**WHAT NEEDS TO BE DONE**: Return each line of the records below that contains the word "white", copied whole. Case counts when matching.

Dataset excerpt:
______
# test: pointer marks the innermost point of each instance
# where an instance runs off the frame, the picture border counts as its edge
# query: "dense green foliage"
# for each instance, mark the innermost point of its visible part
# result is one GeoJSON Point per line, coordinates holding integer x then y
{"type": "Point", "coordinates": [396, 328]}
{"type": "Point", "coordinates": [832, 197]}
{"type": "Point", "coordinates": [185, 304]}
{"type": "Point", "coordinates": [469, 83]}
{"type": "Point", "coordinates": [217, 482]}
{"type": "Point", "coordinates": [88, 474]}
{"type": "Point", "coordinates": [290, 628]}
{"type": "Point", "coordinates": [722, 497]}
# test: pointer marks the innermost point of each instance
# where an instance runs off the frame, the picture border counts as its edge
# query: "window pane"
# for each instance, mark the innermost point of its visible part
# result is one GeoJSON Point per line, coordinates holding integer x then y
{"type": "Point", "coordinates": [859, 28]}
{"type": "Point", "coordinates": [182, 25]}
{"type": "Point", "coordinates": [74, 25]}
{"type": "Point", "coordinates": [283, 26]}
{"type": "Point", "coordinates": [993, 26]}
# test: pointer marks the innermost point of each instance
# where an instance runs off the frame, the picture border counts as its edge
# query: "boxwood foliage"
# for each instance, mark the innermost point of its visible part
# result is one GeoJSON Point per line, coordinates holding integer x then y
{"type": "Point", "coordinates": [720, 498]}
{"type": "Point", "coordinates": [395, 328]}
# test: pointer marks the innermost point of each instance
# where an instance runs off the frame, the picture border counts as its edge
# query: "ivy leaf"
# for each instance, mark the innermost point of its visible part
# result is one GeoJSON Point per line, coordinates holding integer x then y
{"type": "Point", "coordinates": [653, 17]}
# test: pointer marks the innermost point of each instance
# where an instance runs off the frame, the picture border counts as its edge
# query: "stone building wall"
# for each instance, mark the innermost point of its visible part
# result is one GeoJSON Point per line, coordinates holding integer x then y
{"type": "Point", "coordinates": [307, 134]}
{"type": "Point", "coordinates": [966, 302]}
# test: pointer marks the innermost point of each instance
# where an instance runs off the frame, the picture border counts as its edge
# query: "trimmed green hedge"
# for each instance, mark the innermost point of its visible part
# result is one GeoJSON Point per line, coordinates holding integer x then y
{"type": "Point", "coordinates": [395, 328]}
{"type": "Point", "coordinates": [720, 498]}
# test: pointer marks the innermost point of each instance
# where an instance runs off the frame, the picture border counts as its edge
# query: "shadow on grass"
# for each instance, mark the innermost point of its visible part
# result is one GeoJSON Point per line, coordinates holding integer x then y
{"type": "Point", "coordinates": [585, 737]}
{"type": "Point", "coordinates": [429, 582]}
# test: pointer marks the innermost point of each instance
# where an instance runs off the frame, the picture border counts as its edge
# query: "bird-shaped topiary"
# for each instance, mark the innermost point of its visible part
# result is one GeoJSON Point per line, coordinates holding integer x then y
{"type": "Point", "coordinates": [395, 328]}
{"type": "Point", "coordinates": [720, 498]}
______
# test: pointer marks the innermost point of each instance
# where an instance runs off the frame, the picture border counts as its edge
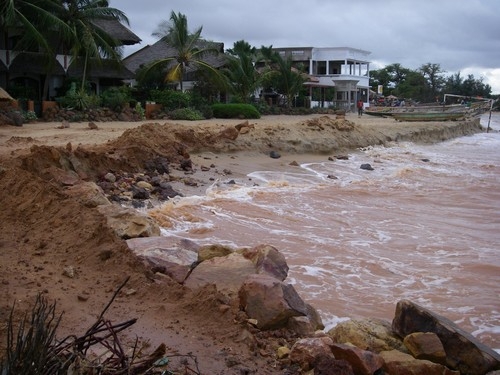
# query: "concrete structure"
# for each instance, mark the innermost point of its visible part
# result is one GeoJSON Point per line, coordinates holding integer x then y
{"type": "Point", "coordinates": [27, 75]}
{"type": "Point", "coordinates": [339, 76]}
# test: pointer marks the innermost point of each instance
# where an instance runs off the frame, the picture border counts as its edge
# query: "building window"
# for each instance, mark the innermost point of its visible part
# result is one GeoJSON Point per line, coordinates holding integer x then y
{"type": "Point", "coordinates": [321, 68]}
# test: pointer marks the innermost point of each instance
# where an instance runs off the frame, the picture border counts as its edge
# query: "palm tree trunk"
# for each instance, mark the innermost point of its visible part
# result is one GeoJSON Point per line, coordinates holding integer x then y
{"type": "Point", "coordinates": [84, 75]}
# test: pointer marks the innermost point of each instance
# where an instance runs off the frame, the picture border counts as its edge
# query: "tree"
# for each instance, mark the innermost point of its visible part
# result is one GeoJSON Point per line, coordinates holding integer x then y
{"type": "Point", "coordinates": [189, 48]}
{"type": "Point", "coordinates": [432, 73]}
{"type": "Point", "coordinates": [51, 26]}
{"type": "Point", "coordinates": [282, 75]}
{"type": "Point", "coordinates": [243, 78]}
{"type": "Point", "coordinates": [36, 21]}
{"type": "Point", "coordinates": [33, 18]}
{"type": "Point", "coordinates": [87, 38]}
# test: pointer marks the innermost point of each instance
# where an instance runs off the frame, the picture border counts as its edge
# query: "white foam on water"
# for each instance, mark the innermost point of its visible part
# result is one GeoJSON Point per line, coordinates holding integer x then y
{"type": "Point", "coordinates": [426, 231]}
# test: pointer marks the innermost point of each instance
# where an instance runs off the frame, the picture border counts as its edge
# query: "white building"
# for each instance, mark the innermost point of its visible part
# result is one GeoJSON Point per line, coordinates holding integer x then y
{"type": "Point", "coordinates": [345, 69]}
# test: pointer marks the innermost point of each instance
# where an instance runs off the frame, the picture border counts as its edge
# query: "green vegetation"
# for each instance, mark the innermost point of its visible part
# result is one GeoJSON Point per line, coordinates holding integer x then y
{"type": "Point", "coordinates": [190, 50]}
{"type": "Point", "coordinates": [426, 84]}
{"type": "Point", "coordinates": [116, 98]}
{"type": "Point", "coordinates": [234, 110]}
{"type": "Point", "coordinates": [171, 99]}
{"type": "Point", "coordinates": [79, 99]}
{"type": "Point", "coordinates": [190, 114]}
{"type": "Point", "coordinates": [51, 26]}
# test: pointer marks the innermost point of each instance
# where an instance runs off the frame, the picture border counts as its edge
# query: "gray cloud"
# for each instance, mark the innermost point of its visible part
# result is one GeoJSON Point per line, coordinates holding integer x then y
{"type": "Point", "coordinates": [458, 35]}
______
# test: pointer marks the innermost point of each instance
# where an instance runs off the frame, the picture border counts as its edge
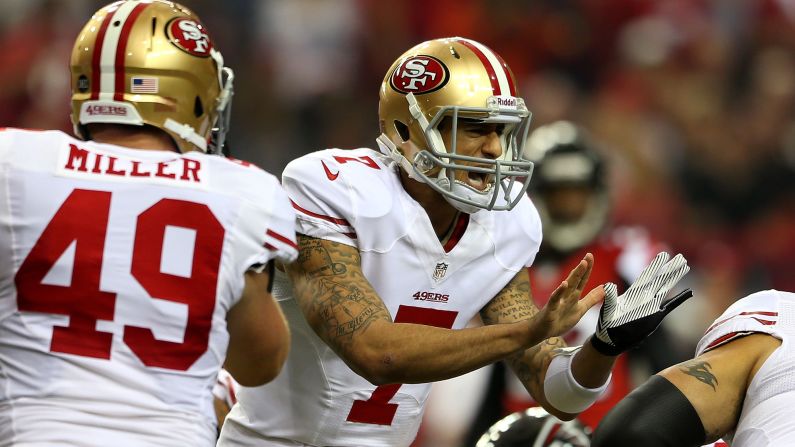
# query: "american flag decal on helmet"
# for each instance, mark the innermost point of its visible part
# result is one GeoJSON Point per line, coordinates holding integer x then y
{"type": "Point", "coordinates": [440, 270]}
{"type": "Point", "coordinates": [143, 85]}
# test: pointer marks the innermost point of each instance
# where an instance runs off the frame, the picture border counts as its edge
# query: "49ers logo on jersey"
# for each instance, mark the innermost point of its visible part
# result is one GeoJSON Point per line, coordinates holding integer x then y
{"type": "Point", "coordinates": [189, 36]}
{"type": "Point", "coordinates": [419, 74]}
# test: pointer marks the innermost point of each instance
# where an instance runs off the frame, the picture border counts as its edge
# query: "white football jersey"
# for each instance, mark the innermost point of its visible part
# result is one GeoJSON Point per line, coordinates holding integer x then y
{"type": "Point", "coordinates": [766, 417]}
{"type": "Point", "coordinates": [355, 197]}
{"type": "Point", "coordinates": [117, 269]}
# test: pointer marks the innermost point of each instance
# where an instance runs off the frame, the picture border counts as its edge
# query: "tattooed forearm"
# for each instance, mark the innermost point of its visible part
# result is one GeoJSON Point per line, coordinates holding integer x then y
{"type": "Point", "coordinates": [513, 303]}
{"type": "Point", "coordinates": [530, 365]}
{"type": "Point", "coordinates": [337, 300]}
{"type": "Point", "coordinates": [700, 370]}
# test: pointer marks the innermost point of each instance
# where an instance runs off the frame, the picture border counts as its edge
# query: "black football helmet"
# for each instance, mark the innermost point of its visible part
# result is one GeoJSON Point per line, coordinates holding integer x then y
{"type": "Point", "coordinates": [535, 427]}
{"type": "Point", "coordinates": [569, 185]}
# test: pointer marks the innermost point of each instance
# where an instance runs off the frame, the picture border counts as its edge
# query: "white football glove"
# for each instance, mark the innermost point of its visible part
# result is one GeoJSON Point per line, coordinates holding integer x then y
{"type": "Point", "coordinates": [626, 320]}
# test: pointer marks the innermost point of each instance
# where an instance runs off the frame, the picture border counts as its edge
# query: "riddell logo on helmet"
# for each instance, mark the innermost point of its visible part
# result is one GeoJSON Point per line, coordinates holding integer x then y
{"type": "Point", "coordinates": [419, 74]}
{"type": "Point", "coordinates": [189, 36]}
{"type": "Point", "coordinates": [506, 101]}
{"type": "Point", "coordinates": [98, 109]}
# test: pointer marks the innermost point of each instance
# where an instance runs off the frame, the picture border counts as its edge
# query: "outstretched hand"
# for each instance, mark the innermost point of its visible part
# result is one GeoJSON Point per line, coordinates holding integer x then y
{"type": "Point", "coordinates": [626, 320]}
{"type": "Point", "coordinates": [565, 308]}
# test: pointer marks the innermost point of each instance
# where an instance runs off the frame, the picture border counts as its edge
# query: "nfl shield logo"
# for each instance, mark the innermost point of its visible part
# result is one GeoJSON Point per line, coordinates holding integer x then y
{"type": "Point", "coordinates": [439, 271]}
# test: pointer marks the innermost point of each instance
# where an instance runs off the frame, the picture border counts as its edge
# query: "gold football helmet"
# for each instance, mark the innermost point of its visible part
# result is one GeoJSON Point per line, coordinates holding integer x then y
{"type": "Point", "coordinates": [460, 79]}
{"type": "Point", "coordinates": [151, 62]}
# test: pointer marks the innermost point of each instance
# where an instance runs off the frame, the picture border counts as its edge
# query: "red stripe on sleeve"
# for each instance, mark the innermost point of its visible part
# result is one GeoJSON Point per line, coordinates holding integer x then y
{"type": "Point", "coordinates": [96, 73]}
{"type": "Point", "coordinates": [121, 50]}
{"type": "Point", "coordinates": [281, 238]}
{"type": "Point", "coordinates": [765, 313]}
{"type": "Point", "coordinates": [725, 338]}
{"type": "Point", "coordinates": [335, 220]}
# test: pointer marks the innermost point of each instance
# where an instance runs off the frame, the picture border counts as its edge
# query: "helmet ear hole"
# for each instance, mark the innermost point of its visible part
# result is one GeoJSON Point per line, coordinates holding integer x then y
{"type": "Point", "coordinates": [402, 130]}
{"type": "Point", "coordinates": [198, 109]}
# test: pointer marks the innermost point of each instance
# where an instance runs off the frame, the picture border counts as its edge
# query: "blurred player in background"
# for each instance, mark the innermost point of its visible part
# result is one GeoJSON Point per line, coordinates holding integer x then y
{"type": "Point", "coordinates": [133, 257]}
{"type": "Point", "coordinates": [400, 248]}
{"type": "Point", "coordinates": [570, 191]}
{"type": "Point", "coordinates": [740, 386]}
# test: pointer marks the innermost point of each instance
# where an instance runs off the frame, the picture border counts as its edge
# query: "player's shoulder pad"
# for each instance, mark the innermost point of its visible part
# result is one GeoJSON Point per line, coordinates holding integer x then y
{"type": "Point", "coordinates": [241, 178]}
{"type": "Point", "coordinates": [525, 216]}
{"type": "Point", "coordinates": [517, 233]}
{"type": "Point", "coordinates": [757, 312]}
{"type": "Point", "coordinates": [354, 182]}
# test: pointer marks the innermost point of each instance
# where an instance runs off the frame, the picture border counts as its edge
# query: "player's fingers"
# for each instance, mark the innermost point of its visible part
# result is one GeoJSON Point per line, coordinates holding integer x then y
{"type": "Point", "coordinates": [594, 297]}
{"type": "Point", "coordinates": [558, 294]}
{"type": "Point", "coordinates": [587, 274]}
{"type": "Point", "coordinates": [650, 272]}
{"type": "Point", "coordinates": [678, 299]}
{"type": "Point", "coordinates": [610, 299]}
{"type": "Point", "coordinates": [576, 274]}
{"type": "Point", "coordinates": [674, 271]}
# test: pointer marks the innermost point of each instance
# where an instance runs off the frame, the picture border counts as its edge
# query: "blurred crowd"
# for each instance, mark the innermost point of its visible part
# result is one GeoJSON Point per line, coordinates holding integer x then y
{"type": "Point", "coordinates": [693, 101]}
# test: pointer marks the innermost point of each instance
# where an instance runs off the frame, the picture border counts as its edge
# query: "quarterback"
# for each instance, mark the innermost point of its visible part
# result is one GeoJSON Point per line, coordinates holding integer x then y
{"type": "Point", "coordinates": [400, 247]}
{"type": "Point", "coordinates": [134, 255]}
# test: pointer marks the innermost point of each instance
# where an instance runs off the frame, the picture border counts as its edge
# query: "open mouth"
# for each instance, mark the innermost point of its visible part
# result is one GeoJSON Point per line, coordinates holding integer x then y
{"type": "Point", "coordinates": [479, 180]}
______
**WRITTEN RESPONSE**:
# query: "white foam on water"
# query: "white building"
# query: "white football jersey"
# query: "white football glove"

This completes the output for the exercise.